TAREFAS A REALIZAR:
1. No texto sobre participação popular, a que problema está ligada boa parcela da inefetividade dessa participação na administração pública?
2. Por favor, dê continuidade ao texto sobre participação popular, começando logo após a última frase apresentada.

TEXTO FORNECIDO:
Certo é que, via de regra, boa parcela da problemática que envolve a inefetividade da

participação popular na administração pública está ligada a um problema dos mais difíceis de

combater: a corrupção.

Portanto, não é por meio da inclusão de novos instrumentos que se conseguirá uma

alteração do cenário participativo brasileiro. O ordenamento jurídico já nos oferece tantas

ferramentas que ainda hoje se encontram inutilizadas ou mal aproveitadas, que a oferta de

novos instrumentos de nada adiantaria, além de dar uma falsa impressão de garantismo.

Embora vivamos num Estado de regime democrático, os cidadãos, em sua maior parte,

nada mais são que súditos da administração, massa de manobra dos maus gestores. Com uma

parcela da população que desconhece os próprios direitos – a maior, diga-se de passagem –

outra que se omite e uma terceira que se beneficia das más práticas, a quem cabe engrenar a

mudança?

É necessário democratizar não apenas o Estado, mas a sociedade. Democracia deve

deixar de ser apenas uma nomenclatura, passando a ser exercida de fato. Requerer

participação popular é requerer a concretização da democracia, é requerer efetivação de um

direito fundamental.

ENTRADAS APRESENTADAS:
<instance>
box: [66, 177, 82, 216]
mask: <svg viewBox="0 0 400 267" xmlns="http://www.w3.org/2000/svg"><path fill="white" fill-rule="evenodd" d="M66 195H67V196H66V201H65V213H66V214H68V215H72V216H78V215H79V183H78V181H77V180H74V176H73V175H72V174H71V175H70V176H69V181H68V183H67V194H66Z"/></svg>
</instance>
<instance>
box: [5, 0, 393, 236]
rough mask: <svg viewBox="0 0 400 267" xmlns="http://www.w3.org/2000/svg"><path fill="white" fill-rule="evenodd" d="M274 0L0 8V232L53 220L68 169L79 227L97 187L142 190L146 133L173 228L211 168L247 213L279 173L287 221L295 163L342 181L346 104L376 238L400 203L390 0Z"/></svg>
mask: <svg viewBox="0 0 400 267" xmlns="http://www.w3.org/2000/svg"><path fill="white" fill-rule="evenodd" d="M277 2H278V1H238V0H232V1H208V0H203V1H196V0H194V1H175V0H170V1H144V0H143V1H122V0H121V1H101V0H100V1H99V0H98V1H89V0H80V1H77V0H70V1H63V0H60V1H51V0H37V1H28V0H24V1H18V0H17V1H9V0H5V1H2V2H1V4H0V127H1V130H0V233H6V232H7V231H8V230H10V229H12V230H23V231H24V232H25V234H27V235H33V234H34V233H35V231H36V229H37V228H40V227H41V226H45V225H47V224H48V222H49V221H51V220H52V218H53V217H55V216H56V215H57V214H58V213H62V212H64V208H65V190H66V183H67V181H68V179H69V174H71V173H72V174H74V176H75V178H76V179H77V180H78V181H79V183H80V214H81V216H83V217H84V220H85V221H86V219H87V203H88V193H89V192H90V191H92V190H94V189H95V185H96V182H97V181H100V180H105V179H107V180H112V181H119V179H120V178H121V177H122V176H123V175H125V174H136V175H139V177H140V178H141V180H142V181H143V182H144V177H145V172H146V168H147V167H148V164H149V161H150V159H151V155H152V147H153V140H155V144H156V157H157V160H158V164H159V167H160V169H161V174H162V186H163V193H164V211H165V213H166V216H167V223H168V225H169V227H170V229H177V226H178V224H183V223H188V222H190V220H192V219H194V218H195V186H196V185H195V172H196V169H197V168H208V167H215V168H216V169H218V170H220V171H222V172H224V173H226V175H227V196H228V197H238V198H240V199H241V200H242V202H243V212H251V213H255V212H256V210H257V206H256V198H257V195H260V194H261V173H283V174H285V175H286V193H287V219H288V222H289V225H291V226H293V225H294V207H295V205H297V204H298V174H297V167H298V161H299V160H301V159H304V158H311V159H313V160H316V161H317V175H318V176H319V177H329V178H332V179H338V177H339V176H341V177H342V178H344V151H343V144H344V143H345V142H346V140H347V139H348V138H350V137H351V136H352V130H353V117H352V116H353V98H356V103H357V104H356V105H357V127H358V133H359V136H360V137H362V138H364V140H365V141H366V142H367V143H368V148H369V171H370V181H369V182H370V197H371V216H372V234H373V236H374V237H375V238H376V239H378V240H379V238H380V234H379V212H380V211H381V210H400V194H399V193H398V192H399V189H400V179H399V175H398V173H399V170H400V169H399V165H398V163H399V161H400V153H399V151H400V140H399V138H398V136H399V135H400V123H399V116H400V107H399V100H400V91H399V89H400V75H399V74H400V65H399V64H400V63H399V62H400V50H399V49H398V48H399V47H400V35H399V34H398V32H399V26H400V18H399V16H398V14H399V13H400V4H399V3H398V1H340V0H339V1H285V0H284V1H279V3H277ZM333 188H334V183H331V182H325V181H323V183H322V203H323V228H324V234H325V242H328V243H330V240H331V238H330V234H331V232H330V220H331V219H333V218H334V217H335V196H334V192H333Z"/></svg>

RESPOSTAS NUMERADAS:
1. À corrupção.

2.
O que o país precisa é de educação, não só aquela que nos ensina a somar e assinar o

próprio nome, mas uma educação participativa. Para isso, é necessário um engajamento entre

sociedade e a parcela de “bons governantes” que ainda nos restam.

Educação e consciência política da sociedade são essenciais para a utilização dos

meios de participação popular disponíveis, esses elementos visam uma participação mais

efetiva e ajudam a compreender melhor a administração. Como dito anteriormente, é

necessário desenvolver a identidade coletiva na sociedade para alcançarmos uma democracia

participativa, diminuindo, assim, a aplicação de modelos de pseudo-participação, criando um

terreno fértil para o desenvolvimento de um país menos desigual.